Task directions: If a line of the listing below contains the string "lace", count it, then give the total by itself.

- - - -

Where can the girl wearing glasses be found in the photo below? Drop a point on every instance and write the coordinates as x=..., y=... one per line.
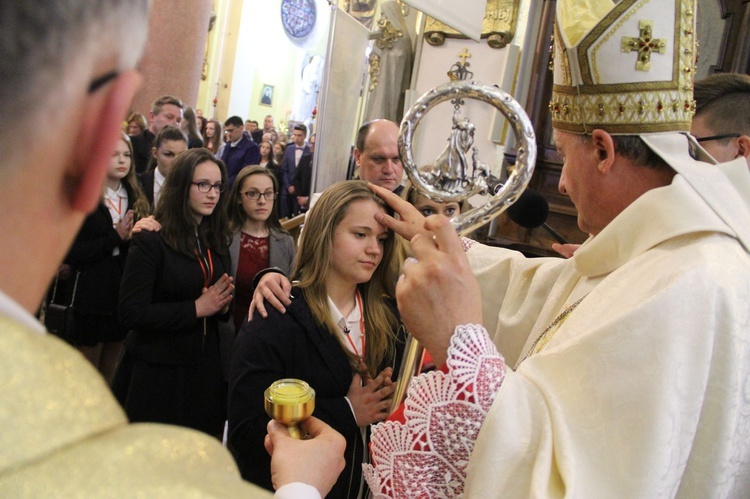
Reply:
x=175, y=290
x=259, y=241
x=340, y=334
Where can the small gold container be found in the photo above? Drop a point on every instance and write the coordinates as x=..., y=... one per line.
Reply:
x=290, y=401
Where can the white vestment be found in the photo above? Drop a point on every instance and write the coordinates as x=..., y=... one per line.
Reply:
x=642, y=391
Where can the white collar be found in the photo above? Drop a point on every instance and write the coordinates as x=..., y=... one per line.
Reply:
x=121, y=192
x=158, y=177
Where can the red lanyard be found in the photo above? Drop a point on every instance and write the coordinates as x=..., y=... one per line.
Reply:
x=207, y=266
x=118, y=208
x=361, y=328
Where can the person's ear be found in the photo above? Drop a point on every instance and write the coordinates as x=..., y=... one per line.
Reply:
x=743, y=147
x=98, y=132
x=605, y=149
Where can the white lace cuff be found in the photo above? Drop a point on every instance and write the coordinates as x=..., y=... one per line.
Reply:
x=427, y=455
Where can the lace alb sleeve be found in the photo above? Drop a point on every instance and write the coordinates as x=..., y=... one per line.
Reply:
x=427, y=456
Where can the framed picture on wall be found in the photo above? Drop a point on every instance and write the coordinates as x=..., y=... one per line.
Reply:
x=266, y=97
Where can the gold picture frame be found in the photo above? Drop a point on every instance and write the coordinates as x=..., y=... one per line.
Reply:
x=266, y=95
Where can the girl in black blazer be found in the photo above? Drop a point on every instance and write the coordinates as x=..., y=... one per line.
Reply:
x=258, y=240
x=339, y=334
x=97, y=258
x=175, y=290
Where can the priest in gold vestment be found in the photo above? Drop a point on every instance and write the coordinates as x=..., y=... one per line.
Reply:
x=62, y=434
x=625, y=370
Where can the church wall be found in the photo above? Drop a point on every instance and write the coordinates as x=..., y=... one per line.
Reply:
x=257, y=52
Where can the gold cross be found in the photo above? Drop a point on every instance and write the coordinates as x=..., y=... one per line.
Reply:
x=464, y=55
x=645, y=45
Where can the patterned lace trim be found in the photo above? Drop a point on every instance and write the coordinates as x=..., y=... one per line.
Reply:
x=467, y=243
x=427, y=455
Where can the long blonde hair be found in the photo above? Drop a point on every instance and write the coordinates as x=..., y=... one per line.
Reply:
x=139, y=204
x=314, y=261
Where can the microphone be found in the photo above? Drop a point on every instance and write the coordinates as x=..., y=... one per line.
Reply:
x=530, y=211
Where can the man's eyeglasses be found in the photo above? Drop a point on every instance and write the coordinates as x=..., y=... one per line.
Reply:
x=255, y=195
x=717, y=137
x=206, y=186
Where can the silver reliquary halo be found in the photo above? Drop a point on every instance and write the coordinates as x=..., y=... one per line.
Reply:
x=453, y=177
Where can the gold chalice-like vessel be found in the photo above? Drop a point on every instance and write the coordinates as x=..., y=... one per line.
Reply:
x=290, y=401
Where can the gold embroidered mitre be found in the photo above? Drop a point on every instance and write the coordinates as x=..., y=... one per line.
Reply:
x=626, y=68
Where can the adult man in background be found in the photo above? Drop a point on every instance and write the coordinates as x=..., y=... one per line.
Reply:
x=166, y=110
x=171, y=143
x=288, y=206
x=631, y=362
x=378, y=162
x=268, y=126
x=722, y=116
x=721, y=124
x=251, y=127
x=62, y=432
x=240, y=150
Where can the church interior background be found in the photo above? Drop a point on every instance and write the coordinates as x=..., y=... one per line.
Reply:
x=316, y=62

- - - -

Task output: 3